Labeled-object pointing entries
────────────────

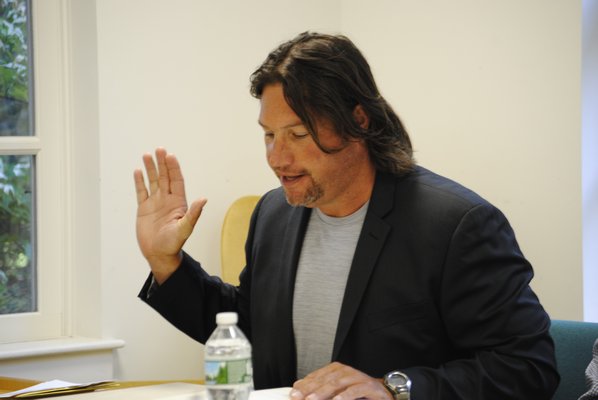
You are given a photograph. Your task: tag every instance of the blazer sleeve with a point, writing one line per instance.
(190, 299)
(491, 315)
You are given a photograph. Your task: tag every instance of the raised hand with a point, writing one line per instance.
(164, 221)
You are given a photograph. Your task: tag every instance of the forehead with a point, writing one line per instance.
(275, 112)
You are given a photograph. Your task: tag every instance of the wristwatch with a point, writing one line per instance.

────────────────

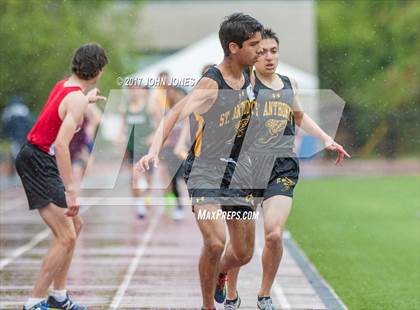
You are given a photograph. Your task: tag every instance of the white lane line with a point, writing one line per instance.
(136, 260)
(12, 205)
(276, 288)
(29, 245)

────────────────

Directions for this task:
Count the lines in the data above that contain the string "hand" and reply with only that number.

Output for this task:
1